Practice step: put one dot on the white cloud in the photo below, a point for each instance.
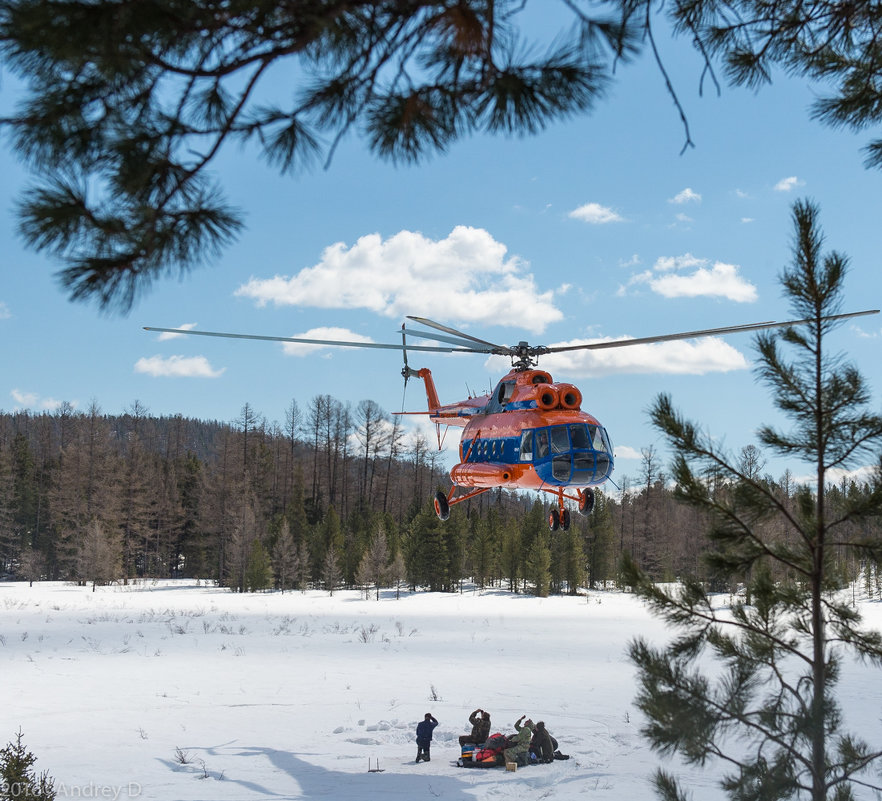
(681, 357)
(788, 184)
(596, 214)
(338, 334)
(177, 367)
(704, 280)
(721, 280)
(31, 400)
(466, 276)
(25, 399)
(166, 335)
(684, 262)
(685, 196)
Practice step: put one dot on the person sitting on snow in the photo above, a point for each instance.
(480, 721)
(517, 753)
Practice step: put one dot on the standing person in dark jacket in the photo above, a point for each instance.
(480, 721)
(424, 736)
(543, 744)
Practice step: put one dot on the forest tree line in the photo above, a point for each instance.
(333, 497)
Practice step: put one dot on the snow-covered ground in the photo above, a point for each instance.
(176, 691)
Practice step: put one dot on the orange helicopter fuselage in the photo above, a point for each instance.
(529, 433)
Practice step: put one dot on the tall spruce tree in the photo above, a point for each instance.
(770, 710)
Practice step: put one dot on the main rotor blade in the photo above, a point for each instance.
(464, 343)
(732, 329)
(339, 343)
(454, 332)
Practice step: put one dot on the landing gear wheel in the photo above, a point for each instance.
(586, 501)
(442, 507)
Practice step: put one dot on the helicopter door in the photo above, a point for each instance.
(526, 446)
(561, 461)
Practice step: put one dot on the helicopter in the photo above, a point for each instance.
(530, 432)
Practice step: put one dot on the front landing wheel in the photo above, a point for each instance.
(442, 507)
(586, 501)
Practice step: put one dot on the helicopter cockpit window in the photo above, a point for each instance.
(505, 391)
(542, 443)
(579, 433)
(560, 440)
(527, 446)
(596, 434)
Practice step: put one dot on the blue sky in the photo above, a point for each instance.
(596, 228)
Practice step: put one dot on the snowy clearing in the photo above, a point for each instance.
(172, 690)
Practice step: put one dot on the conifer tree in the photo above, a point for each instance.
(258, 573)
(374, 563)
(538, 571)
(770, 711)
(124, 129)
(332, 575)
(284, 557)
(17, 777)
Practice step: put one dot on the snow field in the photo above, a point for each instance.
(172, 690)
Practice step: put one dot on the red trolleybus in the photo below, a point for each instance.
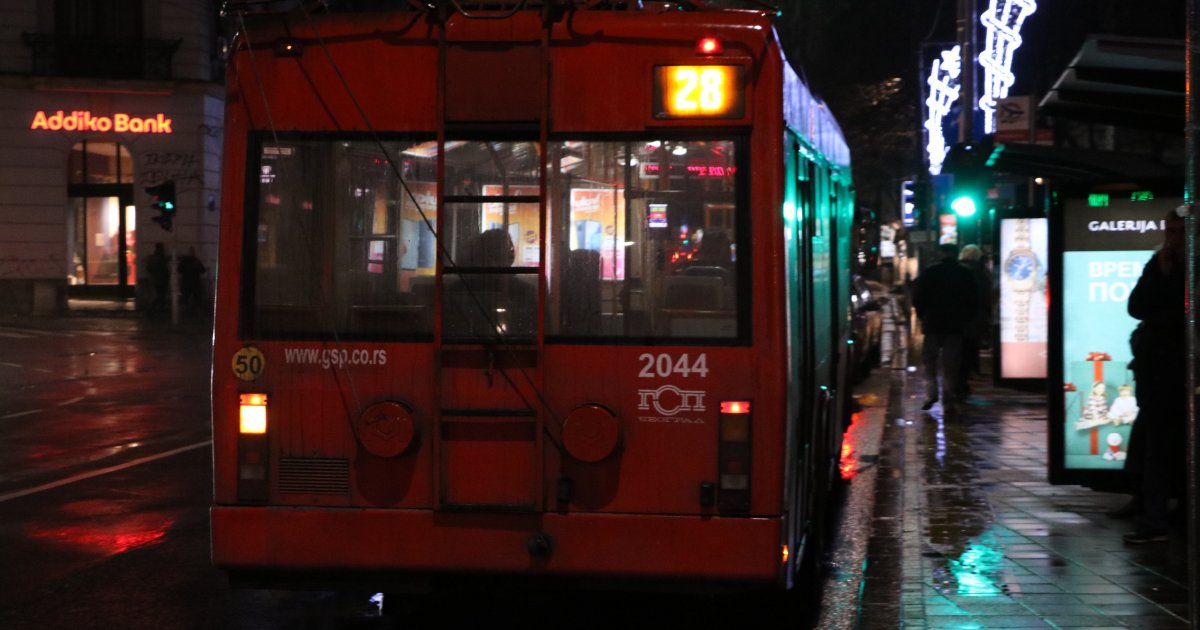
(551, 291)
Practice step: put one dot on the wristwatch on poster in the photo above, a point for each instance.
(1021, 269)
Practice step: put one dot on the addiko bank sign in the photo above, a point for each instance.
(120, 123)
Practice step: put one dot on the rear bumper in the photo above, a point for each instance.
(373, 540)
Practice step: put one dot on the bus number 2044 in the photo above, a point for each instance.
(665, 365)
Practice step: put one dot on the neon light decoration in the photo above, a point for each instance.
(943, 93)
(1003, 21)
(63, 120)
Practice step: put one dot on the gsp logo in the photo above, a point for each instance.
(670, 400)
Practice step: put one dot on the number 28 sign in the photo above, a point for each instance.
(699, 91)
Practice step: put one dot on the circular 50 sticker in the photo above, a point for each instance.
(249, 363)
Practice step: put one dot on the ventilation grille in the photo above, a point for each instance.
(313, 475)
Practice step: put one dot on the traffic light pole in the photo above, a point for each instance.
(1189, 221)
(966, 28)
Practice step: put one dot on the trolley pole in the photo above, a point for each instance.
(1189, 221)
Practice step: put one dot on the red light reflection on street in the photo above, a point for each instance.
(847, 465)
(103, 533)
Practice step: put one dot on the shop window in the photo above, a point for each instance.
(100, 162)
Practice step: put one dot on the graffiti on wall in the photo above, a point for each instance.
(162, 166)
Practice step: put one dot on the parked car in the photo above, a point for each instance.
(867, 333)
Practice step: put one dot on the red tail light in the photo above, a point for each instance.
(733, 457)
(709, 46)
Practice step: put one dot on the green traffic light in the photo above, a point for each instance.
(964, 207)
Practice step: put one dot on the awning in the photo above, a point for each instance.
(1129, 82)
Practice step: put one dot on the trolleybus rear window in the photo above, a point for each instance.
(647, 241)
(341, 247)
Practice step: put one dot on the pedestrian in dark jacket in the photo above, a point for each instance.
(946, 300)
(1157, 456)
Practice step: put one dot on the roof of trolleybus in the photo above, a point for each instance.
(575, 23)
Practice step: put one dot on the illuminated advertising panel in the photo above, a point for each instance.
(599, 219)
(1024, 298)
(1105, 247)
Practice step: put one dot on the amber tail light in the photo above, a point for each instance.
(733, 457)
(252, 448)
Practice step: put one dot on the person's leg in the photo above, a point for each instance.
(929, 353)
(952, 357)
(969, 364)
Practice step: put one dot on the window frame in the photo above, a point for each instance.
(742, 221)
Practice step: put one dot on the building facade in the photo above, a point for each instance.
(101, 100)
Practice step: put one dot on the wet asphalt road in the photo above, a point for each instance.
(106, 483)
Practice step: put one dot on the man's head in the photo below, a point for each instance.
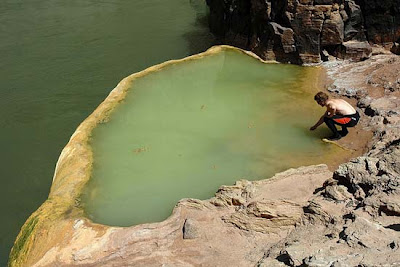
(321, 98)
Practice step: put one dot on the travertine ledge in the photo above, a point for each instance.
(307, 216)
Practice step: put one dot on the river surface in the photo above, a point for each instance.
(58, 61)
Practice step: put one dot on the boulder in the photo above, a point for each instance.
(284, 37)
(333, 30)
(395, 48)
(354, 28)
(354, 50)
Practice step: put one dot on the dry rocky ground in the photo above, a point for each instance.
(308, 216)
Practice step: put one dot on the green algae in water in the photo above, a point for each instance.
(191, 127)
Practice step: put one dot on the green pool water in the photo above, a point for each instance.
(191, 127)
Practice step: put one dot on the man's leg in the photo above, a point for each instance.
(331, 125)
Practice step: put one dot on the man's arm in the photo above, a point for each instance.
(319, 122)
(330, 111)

- - - - - - -

Leave the images out, please, and restate each line word for word.

Practice step: put one dot on the white cloud in the photo below, a point for each instance.
(681, 357)
(788, 184)
(596, 214)
(338, 334)
(177, 367)
(704, 280)
(721, 280)
(31, 400)
(466, 276)
(25, 399)
(166, 335)
(684, 262)
(685, 196)
Practice step: put one dot on the person sitting on snow in the photo above, a point for each instance.
(480, 721)
(517, 753)
Practice step: put one dot on the standing person in dark jacket in the photo above, a point for each instance.
(480, 721)
(424, 736)
(543, 744)
Practice step: put one dot on the forest tree line in the photo above, a point for each instance.
(333, 497)
Practice step: put one dot on the snow-covered ground in the photo above, a point for each instance.
(176, 691)
Practice step: put one dot on the orange helicopter fuselage in the photo above, a point for each instance.
(529, 433)
Practice step: put one dot on the tall spruce tree in the photo above, a point for each instance.
(770, 710)
Practice step: put one dot on the main rotor blade in the photo above, a point for each instance.
(464, 343)
(732, 329)
(339, 343)
(454, 332)
Practice step: put one dot on the landing gear wheel in the photo above, a point for each instance.
(586, 501)
(442, 507)
Practice step: put one dot on the helicopter door in the photo above, a point for each instance.
(526, 446)
(561, 461)
Practice step: put one dot on the helicopter in the photo above, a point for each instance.
(530, 432)
Practice step: put one dot on the front landing wheel in the photo above, a point for each instance.
(442, 507)
(586, 501)
Practice step: put one dot on the helicopter cockpit window in the photo above, a point for each instance.
(505, 391)
(542, 443)
(579, 433)
(560, 440)
(527, 446)
(596, 434)
Practice step: put one dot on the blue sky in the photo above, a point for each instance.
(596, 228)
Practice step: put one dot on the snowy clearing in the photo above, a point for each instance.
(172, 690)
Practice step: put one dot on the conifer tree in the photo above, a point for each instance.
(258, 573)
(374, 563)
(538, 571)
(770, 711)
(124, 129)
(332, 575)
(284, 557)
(17, 777)
Practice step: put one dot on the snow field in the photo above, a point for each instance.
(172, 690)
Practice step: put one dot on the red trolleybus in the photo below, a point for each instance.
(551, 291)
Practice step: put one dot on the wristwatch on poster in the photo above, a point for each instance.
(1021, 269)
Practice step: put one dot on the addiko bank sign in the photo above, a point for each instance.
(120, 123)
Practice step: put one dot on the rear bumper in the photo above, a point for each instance.
(373, 540)
Practice step: put one dot on the bus number 2044 in the photo above, a point for each instance.
(665, 365)
Practice step: put one dot on the neon light decoration in the photo above, a point for each instance.
(943, 93)
(1003, 21)
(63, 120)
Practice step: put one dot on the gsp logo in the photo above, a point for each instance.
(670, 400)
Practice step: put one dot on the number 28 sign in the photo above, a point for each instance.
(699, 91)
Practice step: put one dot on the circular 50 sticker in the photo above, a point for each instance.
(249, 363)
Practice step: put one dot on the ventilation grille in the photo above, a point for each instance.
(313, 475)
Practice step: put one dot on the traffic light pole in the photo above, a point for each instance.
(1189, 221)
(966, 28)
Practice step: put one dot on the trolley pole in the photo above, a point for each instance.
(1189, 221)
Practice step: put one dot on the red light reflection on street in the photo above, a point for each instance.
(847, 465)
(103, 533)
Practice step: put one dot on the shop window in the photo above, a point for each instance.
(100, 162)
Practice step: put one dot on the graffiti on wall in the photo above, a point for each instance.
(162, 166)
Practice step: put one dot on the parked car in the photo above, a point for each instance.
(867, 333)
Practice step: put one dot on the red tail light in the photo above, a point for each instance.
(733, 457)
(709, 46)
Practice step: put one dot on the green traffic light in the photo above, a point for each instance.
(964, 207)
Practice step: put one dot on the awning in the photo above, a point for each instance.
(1129, 82)
Practice step: put one dot on the trolleybus rear window in the photo above, a point for each instance.
(647, 241)
(341, 247)
Practice step: put one dot on the pedestrian in dark jacket in the photo above, a point for each instance.
(946, 300)
(1157, 456)
Practice step: put one dot on the roof of trolleybus in the photo above, a point for each instance.
(575, 23)
Practice step: put one dot on the illuminated advertising panel in the photo above, a point for each instance.
(599, 219)
(1024, 298)
(1105, 247)
Practice step: put one dot on the amber tail light in the photo above, a point for each instance.
(733, 457)
(252, 448)
Practice step: put one dot on the person's leg in the photo above, a point for each instance.
(929, 353)
(952, 357)
(969, 364)
Practice step: put one dot on the window frame in the photo above, a point for each instance.
(742, 221)
Practice step: put one dot on the building facade in the photo above, a point for each instance.
(101, 100)
Practice step: put one dot on the wet asphalt road in the photo above, a point for each instance.
(106, 483)
Practice step: put one dot on the man's head in the photo below, a point for each instance.
(321, 98)
Practice step: put one dot on the travertine ledge in the photo above, a point for each instance.
(307, 216)
Practice step: put one dot on the river surface in the photo above, a point for each instance.
(58, 61)
Practice step: put one dot on the boulder in the photo above, a point for each instance.
(284, 37)
(333, 30)
(395, 48)
(354, 28)
(354, 50)
Practice step: put one dot on the dry rocky ground in the photo above, a point for each instance.
(308, 216)
Practice step: put one dot on the green algae in water in the photo above, a point for each instance.
(191, 127)
Practice step: put one dot on the green pool water in the photo above, a point for each instance.
(191, 127)
Practice step: put one dot on the man's leg in the photo above, a point for each instance.
(331, 125)
Practice step: put one dot on the man's arm in the photo above, a point for each instance.
(319, 122)
(330, 111)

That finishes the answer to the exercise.